**Task description:** In your copy, set down the entries exactly and exclude the pictures.
___ Data records ___
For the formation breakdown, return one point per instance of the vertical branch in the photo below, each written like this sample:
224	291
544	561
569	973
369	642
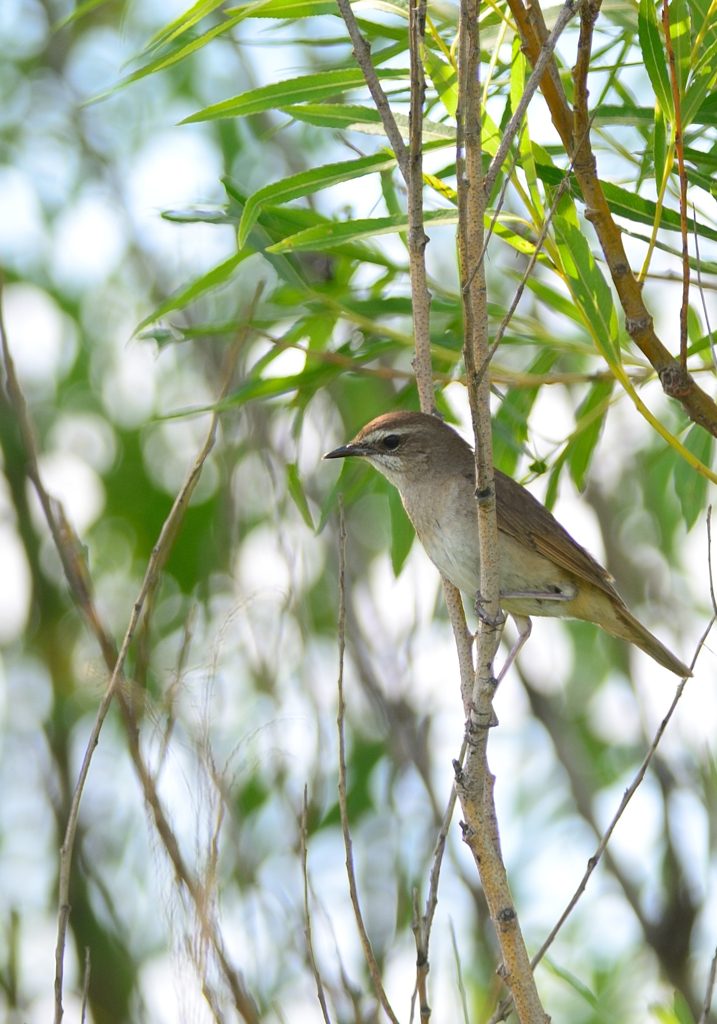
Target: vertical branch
679	150
474	782
417	236
343	806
___
**Solved problem:**
For the formation breakdown, return one point per instance of the vertical branch in the photo below, each written like this sample:
224	291
544	561
569	973
369	642
Target: vertical branch
679	150
474	782
417	236
343	806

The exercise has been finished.